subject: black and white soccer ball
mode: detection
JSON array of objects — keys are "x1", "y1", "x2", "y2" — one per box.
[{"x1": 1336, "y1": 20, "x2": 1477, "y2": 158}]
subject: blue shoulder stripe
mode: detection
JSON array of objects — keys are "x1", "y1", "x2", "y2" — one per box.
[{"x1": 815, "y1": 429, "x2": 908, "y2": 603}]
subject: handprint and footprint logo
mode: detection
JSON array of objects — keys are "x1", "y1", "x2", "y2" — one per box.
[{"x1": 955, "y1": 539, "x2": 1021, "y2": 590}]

-*-*-

• _Exercise brief_
From the records above, pull every line that has the string "subject" and copy it.

• _Final answer_
subject: black and white soccer ball
subject: blue shoulder stripe
subject: handprint and footprint logo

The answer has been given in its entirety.